§ EXTRACT TO READ:
☆ ☆ ☆ ☆ ☆
"Breakin'" is a song from The Music's second album, Welcome to the North. It was also the second single from that album, released in the UK and elsewhere in Europe as a single in early January 2005 and in Japan in early March 2005 as an EP. It peaked at the #20 position in the British charts and on Billboard's Alternative Songs chart.

Track listings

In the UK
Single released 10 January 2005 by Virgin Records
CD1 VSCDT1894
"Breakin'"
"Middle of Nowhere" (demo)
CD2 VSCDX1894
"Breakin'"
"Bleed From Within" (Live at Liverpool Academy)
"Bleed From Within" (Thin White Duke mix)
7" VS1894
"Breakin'"
"Freedom Fighters" (Jo Whiley "Live Lounge" Session version)

In Japan
EP released 9 March 2005 by Toshiba-EMI
CD VJCP-61102
"Breakin'"
"The People" (Nick McCabe remix)
"Welcome to the North" (live)
"The People" (live)
☆ ☆ ☆ ☆ ☆
§ MATERIAL FOR THIS TASK:
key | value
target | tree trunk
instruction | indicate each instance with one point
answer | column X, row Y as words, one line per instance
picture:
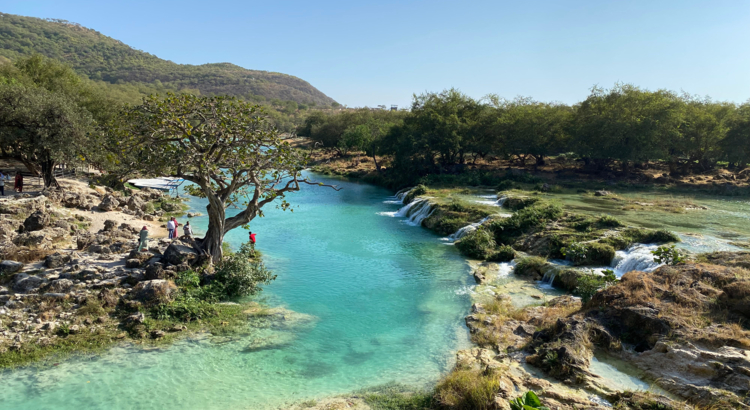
☆ ☆ ☆ ☆ ☆
§ TASKS TO PERFORM:
(a) Repeat word for word the part of the passage on the song "Breakin'" between "Track listings" and "at Liverpool Academy)", inclusive.
(b) Reproduce every line of the entries exactly as they appear, leaving out the picture.
The passage on the song "Breakin'" and the entries come from separate, unrelated sources.

§ FINAL ANSWERS:
(a)
Track listings

In the UK
Single released 10 January 2005 by Virgin Records
CD1 VSCDT1894
"Breakin'"
"Middle of Nowhere" (demo)
CD2 VSCDX1894
"Breakin'"
"Bleed From Within" (Live at Liverpool Academy)

(b)
key | value
target | tree trunk
instruction | indicate each instance with one point
answer | column X, row Y as words, one line per instance
picture:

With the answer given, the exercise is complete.